>> Start Data records

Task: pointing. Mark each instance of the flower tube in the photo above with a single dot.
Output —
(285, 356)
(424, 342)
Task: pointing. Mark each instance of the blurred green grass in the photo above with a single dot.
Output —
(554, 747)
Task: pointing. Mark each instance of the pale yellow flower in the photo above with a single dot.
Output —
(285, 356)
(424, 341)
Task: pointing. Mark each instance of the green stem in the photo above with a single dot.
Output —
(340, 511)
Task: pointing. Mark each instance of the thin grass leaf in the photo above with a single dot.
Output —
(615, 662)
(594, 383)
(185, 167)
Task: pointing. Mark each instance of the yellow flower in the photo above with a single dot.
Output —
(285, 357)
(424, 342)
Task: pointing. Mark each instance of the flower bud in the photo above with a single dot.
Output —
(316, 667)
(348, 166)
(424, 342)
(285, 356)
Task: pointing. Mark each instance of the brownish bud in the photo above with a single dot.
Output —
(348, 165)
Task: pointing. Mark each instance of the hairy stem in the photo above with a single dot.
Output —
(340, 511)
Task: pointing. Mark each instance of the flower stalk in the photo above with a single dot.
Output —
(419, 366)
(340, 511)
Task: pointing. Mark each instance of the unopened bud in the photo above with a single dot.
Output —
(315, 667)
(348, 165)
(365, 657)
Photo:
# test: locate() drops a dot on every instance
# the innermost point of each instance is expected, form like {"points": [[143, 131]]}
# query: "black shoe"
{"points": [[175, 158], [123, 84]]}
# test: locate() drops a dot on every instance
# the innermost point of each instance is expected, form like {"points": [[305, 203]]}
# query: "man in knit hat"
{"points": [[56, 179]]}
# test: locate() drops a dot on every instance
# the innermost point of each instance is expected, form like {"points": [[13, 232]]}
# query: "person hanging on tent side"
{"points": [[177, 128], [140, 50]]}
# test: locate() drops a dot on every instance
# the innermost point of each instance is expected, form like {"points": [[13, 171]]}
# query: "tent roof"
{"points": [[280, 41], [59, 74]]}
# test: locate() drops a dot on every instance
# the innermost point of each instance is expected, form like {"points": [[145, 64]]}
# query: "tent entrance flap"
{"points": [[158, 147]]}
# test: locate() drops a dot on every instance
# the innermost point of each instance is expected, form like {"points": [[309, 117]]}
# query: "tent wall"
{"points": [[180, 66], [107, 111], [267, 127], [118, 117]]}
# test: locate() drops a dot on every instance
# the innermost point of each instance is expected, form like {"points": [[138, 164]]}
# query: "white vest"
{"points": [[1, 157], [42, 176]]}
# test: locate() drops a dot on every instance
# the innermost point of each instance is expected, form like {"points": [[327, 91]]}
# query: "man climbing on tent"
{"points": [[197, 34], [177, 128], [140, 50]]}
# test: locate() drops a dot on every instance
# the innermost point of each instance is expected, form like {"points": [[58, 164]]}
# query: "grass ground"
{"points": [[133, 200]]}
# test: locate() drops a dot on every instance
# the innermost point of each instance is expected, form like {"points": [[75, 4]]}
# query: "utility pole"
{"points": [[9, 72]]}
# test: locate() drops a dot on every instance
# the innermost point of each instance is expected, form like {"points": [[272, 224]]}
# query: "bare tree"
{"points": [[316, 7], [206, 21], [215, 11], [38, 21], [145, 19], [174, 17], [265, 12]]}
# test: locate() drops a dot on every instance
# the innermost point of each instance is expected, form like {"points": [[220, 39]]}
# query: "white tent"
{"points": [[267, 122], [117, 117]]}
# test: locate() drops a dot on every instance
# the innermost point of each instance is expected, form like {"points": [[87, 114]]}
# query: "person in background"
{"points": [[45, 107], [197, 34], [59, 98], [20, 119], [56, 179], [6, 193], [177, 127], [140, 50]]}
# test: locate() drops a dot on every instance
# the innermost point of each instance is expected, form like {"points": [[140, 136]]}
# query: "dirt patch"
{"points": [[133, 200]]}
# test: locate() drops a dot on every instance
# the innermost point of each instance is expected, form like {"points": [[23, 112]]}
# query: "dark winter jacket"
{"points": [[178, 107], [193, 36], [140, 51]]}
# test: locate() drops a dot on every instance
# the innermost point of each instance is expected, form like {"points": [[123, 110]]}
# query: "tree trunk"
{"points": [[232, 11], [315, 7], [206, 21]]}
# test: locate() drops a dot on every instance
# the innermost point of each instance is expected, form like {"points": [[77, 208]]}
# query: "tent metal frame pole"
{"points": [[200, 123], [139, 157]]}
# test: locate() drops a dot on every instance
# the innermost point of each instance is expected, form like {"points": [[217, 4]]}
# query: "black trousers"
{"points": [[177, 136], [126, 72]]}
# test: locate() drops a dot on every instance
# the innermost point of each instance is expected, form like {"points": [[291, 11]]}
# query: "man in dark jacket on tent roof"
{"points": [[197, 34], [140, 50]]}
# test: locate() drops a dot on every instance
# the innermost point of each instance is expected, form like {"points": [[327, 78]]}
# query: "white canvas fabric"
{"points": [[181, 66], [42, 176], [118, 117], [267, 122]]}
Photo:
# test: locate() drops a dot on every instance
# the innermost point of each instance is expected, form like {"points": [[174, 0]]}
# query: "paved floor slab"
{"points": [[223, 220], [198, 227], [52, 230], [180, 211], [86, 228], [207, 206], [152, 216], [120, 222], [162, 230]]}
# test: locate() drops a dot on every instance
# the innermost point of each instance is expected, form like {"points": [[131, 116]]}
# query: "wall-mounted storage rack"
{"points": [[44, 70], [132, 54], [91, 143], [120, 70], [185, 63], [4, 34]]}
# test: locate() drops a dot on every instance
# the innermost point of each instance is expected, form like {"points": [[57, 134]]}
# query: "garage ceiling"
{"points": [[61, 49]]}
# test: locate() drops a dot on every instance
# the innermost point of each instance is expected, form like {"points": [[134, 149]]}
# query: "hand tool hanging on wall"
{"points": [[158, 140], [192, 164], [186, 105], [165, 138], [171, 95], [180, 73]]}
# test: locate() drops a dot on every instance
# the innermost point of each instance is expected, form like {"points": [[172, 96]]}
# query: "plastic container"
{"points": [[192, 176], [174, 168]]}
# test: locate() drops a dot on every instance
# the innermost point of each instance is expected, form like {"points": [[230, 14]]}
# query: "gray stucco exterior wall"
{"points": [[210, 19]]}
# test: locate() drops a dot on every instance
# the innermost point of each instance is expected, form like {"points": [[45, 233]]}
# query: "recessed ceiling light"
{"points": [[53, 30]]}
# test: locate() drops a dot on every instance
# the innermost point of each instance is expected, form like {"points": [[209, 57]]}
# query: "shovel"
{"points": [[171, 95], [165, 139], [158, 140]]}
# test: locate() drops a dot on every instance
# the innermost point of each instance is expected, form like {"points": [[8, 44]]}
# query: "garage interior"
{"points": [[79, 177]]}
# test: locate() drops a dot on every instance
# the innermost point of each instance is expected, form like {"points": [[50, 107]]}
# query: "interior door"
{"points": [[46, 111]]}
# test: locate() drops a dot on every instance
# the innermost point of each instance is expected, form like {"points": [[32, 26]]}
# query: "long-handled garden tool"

>> End Data records

Written exercise: From the records above, keep only the lines that contain the string "grass", matching case exactly, and copy each of them in full.

Reply to the exercise:
Task: pointing. Mark each instance of the blurred green grass in the photo above with a single dot.
Task: pointing. Mark each instance of the thin grass leaf in the photo above with a single dot.
# query: "grass ground"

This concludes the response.